**About this exercise:** Reproduce word for word everything from "Two terms in" down to "St John's estate." in the post on overdevelopment in Colchester below.

[Extract to read — start]

Sunday, 7 September 2014
Overdevelopment in Colchester
It seems that the possibility of a garden city has arisen because Colchester Borough Council has appealed for suggestions of sites across the borough that could be turned into housing or business land to feed into the council's Local Plan for development up to and beyond 2032. In the Call for Sites document, the council states:
"In particular, the councils- working together with Braintree and Tendering districts- would be willing to review proposals for larger sites based on Garden Cities principles, designed to support infrastructure provision and sustainable growth". The council will accordingly work with adjacent authorities to evaluate proposals for land close to the borough boundaries that could potentially form part of a cross boundary development."
Two terms in the above extract need clarification. Firstly councils and the government define 'sustainable' in an odd way ie not in terms of the long term survival of our countryside, wildlife and planet but simply as whether a bit of infrastructure, such as a school or new road is bunged onto the side of the massive housing estate. Secondly the term 'cross boundary development' resurrects the fear of a large-scale green field development on the border between Tendering and Colchester around Salary Brook, off the St John's estate.
Colchester has already seen massive development and expansion, much of it onto green field sites both in the town and on the outskirts over the last 20 years. The Turner Road area has been swamped with it and now there is the disaster which is the new Mile End development; thousands of houses built on green fields. It cannot in any way be sustainable to go on concreting over the countryside forever in order to use construction of buildings to foster a form of growth which disguises the woeful state of the rest of the UK economy. I've yet to hear any of the politicians who support this kind of development on green field sites, such as Conservative Housing Minister Nick Boles, say at what point such development should stop and whats left of the countryside protected ie when is enough enough. Rather Mr Boles and his colleagues have simplified the planning rules from a document several thousand pages in length to one that is fifty pages in length, removing much environmental and wildlife protection, in order to encourage the destruction of our countryside. Now all large developments have to be judged via a 'presumption in favour of sustainable development' with 'sustainable' defined as, you guessed it, a bit of infrastructure bunged on the side.

[Extract to read — finish]
[Data for analysis — start]

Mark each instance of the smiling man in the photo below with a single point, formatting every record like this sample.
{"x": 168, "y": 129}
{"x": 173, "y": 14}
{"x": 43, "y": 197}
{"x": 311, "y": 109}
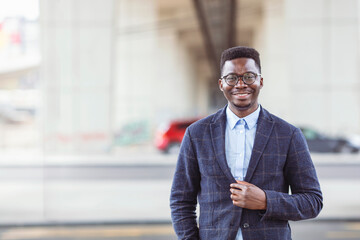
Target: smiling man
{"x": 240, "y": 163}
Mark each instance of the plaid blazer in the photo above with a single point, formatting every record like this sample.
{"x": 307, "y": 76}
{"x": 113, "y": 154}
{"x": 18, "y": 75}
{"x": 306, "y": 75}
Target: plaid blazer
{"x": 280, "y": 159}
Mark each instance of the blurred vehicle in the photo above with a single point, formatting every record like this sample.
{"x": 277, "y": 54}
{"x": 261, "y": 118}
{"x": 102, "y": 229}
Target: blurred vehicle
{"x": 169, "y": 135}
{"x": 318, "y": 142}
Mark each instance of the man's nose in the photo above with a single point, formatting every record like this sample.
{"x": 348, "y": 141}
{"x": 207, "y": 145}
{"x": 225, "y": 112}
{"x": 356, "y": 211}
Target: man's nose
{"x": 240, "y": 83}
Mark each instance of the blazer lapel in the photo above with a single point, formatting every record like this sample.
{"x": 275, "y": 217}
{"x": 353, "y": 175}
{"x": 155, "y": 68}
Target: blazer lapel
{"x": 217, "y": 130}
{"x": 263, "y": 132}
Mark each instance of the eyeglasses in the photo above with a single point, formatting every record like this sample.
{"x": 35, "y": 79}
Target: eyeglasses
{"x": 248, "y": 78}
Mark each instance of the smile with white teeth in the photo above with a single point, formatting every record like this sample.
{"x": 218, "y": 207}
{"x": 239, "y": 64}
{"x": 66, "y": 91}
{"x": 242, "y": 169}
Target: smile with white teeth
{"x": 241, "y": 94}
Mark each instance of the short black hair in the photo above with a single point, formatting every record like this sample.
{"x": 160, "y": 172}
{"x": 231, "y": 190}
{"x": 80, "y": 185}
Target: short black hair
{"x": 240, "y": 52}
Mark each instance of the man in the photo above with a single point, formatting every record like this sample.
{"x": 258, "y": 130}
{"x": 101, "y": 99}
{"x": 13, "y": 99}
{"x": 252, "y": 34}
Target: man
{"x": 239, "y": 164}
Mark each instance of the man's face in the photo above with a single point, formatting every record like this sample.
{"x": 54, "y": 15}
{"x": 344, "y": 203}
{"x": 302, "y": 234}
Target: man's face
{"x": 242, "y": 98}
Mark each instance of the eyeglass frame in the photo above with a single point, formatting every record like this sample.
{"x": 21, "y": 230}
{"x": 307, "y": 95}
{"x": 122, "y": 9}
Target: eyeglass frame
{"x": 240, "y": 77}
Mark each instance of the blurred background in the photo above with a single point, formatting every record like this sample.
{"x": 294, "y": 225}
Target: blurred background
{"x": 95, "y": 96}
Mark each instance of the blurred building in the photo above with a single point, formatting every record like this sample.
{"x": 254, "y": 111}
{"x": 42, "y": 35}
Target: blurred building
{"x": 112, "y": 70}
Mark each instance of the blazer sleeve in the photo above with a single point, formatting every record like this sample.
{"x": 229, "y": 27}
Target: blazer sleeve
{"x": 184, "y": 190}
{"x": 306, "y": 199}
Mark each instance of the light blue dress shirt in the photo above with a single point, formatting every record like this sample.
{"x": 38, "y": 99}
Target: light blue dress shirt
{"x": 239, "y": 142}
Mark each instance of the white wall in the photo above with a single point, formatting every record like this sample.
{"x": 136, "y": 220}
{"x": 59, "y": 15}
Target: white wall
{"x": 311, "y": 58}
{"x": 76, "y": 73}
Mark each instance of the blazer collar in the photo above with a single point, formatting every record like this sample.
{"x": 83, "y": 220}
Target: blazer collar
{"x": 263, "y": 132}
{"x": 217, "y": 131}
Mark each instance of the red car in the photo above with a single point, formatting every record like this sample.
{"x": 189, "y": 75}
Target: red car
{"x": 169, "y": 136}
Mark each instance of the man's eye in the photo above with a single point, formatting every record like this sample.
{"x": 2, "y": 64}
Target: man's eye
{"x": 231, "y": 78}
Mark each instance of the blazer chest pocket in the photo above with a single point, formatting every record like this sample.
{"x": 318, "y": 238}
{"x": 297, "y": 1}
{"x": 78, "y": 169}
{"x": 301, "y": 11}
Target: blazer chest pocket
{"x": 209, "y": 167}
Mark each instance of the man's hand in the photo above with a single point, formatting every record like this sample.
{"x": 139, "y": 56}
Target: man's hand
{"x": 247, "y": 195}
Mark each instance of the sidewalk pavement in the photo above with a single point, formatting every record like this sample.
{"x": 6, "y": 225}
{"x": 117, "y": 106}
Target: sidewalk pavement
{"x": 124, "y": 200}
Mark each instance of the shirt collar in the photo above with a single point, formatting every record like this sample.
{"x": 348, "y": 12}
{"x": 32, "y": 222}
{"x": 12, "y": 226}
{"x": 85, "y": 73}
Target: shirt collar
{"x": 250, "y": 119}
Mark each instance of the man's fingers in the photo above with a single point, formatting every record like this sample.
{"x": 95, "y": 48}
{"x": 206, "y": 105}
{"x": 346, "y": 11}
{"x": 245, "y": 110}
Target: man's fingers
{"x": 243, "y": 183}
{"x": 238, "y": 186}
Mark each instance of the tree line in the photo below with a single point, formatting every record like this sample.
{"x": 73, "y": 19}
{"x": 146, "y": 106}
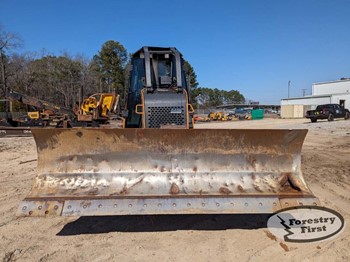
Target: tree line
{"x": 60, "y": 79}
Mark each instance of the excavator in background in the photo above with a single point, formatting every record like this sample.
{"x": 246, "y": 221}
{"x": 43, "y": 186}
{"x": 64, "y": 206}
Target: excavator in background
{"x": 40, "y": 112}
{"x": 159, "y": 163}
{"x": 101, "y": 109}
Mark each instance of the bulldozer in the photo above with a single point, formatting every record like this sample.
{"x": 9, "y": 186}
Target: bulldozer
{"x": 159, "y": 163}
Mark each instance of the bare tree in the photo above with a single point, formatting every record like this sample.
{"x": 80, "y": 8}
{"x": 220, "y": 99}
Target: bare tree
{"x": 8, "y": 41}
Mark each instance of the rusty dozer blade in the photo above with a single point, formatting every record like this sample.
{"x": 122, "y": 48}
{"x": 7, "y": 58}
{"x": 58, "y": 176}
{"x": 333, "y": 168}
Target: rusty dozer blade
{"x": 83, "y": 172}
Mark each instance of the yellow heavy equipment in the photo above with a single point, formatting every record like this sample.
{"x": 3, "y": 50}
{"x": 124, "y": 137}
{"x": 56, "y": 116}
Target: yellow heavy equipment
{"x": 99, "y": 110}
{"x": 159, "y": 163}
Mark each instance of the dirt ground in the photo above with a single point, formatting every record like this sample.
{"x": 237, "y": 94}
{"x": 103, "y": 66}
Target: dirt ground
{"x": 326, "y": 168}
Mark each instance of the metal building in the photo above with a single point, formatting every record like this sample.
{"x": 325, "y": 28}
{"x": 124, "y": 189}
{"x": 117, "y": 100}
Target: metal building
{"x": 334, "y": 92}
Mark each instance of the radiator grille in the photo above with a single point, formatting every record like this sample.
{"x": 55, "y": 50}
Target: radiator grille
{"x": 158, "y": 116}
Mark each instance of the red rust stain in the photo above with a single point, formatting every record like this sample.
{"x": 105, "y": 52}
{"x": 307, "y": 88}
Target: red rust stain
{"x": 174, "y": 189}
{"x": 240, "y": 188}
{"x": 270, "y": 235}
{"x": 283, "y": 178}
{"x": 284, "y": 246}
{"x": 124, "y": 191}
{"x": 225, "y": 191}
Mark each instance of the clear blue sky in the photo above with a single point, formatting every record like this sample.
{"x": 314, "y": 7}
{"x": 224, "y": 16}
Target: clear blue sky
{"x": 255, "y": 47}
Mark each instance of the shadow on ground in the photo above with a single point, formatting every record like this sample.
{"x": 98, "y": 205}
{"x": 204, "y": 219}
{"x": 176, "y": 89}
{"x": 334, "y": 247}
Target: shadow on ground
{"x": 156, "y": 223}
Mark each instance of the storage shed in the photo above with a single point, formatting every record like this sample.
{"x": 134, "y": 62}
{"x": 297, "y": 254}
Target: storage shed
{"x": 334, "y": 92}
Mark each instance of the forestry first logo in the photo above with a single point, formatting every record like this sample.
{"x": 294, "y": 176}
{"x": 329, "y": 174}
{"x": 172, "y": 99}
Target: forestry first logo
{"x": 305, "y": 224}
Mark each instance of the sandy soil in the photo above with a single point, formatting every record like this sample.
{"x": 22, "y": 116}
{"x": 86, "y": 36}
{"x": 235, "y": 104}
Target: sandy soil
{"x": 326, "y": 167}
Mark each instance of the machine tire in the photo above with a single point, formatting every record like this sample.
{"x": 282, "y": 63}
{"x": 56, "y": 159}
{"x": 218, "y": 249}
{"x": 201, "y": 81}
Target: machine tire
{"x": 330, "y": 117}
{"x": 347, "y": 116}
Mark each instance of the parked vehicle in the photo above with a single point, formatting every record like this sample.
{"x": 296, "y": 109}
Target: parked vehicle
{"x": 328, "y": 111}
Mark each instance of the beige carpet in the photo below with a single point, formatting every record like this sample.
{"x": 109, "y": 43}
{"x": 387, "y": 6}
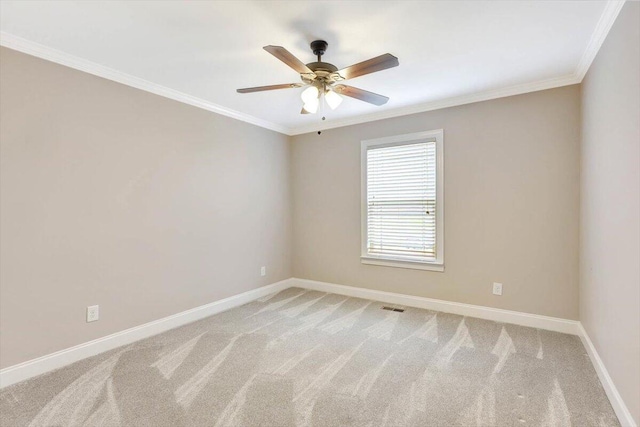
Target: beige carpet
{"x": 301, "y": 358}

[Data for analysis — finish]

**Solution:**
Two terms in the above extract need clarification. Firstly councils and the government define 'sustainable' in an odd way ie not in terms of the long term survival of our countryside, wildlife and planet but simply as whether a bit of infrastructure, such as a school or new road is bunged onto the side of the massive housing estate. Secondly the term 'cross boundary development' resurrects the fear of a large-scale green field development on the border between Tendering and Colchester around Salary Brook, off the St John's estate.